**Directives**
(a) Translate this sentence from the PPPoE patch message into Spanish: "From this I'd hypothesize that the combination of dev_put() and release_sock() may have allowed us to free 'pn'."
(b) According to the PPPoE patch message, how many insertions and deletions does the change make?
(c) Extend the PPPoE patch message past its final line.

**Source document**
════

From this I'd hypothesize that the combination of dev_put() and release_sock()
may have allowed us to free "pn".  At the bottom of the loop we alreayd
recognize that since locks are dropped we're responsible for handling
invalidation of objects, and perhaps that should be extended to "pn" as well.
--
Michal Ostrowski
mostrows@gmail.com


---
 drivers/net/pppoe.c |   86 ++++++++++++++++++++++++++----
--------------------
 1 files changed, 45 insertions(+), 41 deletions(-)

diff --git a/drivers/net/pppoe.c b/drivers/net/pppoe.c
index 7cbf6f9..720c4ea 100644
--- a/drivers/net/pppoe.c
+++ b/drivers/net/pppoe.c
@@ -296,6 +296,7 @@ static void pppoe_flush_dev(struct net_device *dev)

       BUG_ON(dev == NULL);

+restart:
       pn = pppoe_pernet(dev_net(dev));
       if (!pn) /* already freed */
               return;
@@ -303,48 +304,51 @@ static void pppoe_flush_dev(struct net_device *dev)
       write_lock_bh(&pn->hash_lock);
       for (i = 0; i < PPPOE_HASH_SIZE; i++) {
               struct pppox_sock *po = pn->hash_table[i];
+                struct sock *sk;

-               while (po != NULL) {
-                       struct sock *sk;
-                       if (po->pppoe_dev != dev) {
-                               po = po->next;
-                               continue;
-                       }
-                       sk = sk_pppox(po);
-                       spin_lock(&flush_lock);
-                       po->pppoe_dev = NULL;
-                       spin_unlock(&flush_lock);
-                       dev_put(dev);
-
-                       /* We always grab the socket lock, followed by the
-                        * hash_lock, in that order.  Since we should
-                        * hold the sock lock while doing any unbinding,
-                        * we need to release the lock we're holding.

════

**Recorded information**
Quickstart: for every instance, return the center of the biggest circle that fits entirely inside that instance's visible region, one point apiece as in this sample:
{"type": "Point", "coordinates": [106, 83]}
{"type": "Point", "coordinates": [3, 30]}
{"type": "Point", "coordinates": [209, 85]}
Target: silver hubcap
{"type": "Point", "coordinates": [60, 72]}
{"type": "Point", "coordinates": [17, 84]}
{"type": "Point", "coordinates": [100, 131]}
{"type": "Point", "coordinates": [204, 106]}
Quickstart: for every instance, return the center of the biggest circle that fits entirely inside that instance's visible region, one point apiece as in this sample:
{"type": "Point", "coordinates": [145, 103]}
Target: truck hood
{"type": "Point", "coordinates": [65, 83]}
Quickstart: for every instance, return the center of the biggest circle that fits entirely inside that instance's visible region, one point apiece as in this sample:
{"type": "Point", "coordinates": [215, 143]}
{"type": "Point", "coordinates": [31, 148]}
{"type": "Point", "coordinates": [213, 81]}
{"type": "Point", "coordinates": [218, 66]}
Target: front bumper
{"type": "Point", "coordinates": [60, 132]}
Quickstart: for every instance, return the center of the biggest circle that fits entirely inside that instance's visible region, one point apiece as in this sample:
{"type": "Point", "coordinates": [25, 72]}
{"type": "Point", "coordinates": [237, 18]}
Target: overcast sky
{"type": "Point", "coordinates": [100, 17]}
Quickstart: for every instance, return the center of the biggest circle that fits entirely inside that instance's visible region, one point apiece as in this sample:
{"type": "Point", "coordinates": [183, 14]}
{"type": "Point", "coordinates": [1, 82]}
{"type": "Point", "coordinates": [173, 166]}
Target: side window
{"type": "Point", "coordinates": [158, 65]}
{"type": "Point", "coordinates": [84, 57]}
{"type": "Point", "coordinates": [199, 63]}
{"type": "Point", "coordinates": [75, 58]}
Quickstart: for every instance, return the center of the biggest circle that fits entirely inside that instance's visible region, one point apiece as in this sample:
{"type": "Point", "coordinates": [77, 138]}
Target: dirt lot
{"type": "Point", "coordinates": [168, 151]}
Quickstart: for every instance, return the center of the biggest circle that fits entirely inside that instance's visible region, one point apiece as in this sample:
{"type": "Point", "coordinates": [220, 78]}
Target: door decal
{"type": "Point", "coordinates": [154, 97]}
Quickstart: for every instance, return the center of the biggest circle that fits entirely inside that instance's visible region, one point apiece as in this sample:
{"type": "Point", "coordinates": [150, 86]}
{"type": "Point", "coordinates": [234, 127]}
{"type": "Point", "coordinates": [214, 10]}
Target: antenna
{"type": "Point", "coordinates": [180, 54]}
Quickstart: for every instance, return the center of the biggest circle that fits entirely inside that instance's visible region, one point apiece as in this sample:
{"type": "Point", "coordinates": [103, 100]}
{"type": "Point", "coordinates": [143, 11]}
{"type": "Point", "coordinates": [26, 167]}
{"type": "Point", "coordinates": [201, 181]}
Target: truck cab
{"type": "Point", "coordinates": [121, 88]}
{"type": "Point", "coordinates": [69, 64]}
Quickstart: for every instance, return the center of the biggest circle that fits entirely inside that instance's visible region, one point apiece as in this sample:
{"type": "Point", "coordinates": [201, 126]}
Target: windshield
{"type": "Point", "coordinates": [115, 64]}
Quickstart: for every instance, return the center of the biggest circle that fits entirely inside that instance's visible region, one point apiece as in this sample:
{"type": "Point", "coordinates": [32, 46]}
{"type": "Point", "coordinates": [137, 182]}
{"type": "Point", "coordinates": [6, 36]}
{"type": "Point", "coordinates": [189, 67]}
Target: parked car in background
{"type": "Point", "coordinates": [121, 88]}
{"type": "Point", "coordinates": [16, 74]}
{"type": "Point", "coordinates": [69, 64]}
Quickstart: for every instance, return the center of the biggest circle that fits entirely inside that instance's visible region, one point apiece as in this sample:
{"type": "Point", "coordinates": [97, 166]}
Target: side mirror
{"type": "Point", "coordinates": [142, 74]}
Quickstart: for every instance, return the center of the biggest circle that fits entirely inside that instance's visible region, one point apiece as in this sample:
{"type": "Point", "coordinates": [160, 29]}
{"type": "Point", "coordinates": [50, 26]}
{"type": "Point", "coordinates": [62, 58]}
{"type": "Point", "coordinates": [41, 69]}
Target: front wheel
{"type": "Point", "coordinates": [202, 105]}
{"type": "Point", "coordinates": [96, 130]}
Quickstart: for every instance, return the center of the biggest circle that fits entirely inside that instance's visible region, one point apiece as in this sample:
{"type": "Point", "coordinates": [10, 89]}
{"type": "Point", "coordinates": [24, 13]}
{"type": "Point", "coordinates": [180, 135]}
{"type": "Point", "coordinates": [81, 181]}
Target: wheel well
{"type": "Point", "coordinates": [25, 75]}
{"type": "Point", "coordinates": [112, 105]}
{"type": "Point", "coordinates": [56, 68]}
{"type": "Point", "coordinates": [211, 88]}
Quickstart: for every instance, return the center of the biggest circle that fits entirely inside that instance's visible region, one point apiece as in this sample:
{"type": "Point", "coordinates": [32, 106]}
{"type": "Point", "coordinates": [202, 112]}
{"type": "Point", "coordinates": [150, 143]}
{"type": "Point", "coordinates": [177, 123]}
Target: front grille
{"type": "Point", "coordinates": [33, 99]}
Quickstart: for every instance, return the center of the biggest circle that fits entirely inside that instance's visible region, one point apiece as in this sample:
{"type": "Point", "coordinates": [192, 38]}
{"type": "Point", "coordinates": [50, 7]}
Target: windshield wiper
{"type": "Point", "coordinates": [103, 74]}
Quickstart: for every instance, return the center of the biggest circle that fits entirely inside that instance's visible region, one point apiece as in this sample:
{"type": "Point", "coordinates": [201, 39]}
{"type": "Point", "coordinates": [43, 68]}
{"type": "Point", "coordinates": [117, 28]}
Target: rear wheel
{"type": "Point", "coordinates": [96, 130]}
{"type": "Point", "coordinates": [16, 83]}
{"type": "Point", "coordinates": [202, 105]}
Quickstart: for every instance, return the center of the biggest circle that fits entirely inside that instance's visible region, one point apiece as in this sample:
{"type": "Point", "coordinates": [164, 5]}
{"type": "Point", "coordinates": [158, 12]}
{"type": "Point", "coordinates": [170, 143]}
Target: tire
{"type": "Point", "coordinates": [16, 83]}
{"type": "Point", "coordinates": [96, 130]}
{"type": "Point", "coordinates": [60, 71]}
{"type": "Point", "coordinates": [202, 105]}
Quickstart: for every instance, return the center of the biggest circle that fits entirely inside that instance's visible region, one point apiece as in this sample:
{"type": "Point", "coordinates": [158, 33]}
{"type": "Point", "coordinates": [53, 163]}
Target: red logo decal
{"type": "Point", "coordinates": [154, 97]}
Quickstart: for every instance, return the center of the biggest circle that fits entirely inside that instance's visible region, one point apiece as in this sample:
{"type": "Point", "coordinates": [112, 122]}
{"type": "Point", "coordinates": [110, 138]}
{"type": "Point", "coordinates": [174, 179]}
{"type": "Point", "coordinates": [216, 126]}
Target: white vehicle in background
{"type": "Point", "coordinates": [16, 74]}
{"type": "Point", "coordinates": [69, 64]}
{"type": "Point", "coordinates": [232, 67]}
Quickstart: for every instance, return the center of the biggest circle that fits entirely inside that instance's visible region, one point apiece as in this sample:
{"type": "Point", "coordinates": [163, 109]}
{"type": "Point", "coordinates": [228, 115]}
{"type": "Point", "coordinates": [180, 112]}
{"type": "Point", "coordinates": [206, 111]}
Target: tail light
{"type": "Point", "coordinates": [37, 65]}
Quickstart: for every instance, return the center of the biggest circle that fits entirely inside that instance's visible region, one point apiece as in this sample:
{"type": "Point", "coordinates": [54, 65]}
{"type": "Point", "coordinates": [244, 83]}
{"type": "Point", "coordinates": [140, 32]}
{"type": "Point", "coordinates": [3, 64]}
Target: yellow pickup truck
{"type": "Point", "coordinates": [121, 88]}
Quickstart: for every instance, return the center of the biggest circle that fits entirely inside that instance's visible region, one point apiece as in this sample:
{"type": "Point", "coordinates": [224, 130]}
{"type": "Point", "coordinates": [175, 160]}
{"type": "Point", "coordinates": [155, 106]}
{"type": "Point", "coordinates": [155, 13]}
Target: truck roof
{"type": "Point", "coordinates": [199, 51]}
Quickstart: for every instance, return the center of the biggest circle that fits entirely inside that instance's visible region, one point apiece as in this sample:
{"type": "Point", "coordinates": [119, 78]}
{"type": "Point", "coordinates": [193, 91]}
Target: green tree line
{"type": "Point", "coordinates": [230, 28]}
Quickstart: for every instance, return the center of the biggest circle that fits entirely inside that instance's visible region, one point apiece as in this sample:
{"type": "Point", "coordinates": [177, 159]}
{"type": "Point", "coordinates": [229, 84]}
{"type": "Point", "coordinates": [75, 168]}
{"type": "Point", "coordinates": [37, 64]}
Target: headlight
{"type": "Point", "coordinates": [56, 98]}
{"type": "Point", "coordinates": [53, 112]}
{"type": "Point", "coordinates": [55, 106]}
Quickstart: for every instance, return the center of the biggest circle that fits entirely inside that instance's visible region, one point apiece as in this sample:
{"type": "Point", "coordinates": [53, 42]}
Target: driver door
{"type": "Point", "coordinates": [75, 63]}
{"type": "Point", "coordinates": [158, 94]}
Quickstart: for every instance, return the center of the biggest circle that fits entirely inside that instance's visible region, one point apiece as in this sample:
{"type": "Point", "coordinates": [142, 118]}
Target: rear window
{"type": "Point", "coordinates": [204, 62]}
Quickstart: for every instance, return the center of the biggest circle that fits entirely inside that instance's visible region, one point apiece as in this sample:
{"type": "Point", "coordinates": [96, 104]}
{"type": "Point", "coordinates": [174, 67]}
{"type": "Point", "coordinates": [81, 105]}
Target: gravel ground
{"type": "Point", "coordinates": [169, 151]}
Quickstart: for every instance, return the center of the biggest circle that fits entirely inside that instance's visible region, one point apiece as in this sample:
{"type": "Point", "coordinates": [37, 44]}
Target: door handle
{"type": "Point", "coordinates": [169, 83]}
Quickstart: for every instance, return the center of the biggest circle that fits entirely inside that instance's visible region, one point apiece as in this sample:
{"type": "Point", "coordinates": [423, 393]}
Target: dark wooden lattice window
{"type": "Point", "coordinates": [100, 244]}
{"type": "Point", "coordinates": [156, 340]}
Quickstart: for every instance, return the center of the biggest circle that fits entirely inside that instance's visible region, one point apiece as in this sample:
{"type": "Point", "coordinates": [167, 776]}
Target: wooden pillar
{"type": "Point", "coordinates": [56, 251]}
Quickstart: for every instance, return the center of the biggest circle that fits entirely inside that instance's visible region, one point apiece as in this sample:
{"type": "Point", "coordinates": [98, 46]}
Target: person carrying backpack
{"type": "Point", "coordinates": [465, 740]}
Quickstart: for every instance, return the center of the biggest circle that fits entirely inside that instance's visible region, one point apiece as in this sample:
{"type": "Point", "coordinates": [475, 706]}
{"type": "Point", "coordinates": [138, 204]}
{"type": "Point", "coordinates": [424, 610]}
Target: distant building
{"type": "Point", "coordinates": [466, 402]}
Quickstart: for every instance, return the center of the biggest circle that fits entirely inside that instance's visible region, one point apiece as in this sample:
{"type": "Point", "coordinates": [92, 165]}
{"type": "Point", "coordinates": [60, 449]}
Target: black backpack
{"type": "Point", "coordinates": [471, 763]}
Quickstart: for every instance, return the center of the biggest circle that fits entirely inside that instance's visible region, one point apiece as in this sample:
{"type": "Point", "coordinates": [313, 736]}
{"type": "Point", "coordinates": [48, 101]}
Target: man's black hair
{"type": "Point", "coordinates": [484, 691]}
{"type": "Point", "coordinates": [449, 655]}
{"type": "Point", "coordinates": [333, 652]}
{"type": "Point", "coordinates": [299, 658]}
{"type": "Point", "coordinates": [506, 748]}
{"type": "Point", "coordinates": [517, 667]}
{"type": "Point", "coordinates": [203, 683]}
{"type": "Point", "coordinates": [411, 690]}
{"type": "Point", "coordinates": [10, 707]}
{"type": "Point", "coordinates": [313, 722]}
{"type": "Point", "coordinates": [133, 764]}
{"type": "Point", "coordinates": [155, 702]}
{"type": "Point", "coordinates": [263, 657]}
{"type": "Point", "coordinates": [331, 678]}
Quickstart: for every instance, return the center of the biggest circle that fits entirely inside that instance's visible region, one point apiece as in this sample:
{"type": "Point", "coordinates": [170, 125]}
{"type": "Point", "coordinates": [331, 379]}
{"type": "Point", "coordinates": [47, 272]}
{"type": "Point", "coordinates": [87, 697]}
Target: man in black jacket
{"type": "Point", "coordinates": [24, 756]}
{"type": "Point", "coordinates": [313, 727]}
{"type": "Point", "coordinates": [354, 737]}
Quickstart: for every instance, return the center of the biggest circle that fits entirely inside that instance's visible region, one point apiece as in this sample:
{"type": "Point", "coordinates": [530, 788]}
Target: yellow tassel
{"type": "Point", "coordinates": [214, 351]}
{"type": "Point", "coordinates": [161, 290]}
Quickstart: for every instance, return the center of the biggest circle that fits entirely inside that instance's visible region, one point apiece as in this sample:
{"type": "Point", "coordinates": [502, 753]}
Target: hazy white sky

════

**Expected results**
(a) A partir de esto, plantearía la hipótesis de que la combinación de dev_put() y release_sock() podría habernos permitido liberar "pn".

(b) 45 insertions and 41 deletions.

(c)
-                        * Hold a reference to the sock so it doesn't disappear
-                        * as we're jumping between locks.
-                        */
+                while (po && po->pppoe_dev != dev) {
+                        po = po->next;
+                }

-                       sock_hold(sk);
+                if (po == NULL) {
+                        continue;
+                }

-                       write_unlock_bh(&pn->hash_lock);
-                       lock_sock(sk);
+                sk = sk_pppox(po);

-                       if (sk->sk_state & (PPPOX_CONNECTED | PPPOX_BOUND)) {
-                               pppox_unbind_sock(sk);
-                               sk->sk_state = PPPOX_ZOMBIE;
-                               sk->sk_state_change(sk);
-                       }
+                spin_lock(&flush_lock);
+                po->pppoe_dev = NULL;
+                spin_unlock(&flush_lock);

-                       release_sock(sk);
-                       sock_put(sk);
+                dev_put(dev);

-                       /* Restart scan at the beginning of this hash chain.
-                        * While the lock was dropped the chain contents may
-                        * have changed.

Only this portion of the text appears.